(Items listed in a dataset)
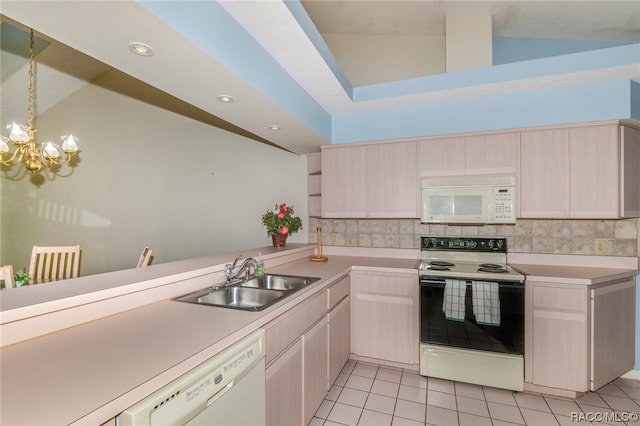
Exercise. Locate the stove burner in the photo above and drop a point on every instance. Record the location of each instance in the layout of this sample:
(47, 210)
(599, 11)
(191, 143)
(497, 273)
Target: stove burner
(440, 263)
(438, 268)
(492, 267)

▸ Description of the task: Copy the whole listing above word for word, keeping every line as it is. Leave the pictures out.

▸ Task output:
Exercise. Locate the stove burner in the photo above and drop a point on every instance. Record the location of each instance in the layout of this sample:
(47, 210)
(599, 11)
(191, 143)
(497, 273)
Target: stove burner
(440, 263)
(438, 268)
(492, 267)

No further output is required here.